» Problem description
Going through the entries below, copy out each line that contains "specked".

» Stored data entries
= Beginning of Section =
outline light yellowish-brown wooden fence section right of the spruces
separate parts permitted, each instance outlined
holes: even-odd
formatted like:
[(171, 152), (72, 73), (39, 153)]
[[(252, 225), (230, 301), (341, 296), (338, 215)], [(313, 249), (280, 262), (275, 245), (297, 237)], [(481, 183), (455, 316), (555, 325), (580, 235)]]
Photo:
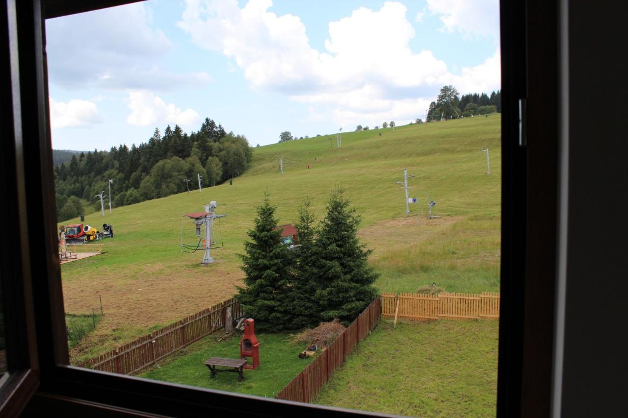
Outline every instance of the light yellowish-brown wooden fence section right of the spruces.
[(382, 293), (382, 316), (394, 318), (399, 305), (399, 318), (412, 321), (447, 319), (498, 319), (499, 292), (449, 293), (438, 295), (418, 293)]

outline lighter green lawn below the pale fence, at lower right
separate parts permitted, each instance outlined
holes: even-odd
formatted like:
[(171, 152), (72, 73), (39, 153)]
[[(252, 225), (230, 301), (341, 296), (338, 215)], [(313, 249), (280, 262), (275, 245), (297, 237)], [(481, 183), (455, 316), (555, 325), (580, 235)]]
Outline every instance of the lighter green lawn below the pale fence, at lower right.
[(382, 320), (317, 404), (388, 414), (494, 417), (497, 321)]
= End of Section =
= Beginning of Section =
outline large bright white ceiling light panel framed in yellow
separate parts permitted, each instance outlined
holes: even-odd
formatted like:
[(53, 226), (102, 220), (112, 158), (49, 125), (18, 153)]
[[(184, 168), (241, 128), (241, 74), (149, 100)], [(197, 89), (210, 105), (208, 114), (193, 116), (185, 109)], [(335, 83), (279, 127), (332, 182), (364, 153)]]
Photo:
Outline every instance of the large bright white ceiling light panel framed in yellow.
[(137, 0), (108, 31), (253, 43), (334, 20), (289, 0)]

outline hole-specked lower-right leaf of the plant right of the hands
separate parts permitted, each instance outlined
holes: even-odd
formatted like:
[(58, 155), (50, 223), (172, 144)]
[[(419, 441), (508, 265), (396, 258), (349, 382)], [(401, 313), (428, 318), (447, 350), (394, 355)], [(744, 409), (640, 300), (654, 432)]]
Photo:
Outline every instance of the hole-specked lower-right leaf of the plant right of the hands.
= End of Section =
= Beginning of Section =
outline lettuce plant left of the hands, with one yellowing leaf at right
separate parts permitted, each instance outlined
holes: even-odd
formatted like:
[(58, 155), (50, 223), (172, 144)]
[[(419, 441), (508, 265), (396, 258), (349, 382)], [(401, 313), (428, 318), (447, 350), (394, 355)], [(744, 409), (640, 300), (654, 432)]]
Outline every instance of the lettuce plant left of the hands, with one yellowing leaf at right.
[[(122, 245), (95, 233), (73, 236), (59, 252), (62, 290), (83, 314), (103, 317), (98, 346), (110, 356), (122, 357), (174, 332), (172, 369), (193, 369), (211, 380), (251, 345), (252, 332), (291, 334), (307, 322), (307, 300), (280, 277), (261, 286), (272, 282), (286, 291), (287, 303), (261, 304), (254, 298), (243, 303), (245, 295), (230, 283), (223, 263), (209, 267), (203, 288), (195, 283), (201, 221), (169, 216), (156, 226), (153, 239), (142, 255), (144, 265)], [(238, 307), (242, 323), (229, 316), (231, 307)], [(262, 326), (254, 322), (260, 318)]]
= End of Section =
» Solution
outline hole-specked lower-right leaf of the plant right of the hands
Outline every instance of the hole-specked lower-right leaf of the plant right of the hands.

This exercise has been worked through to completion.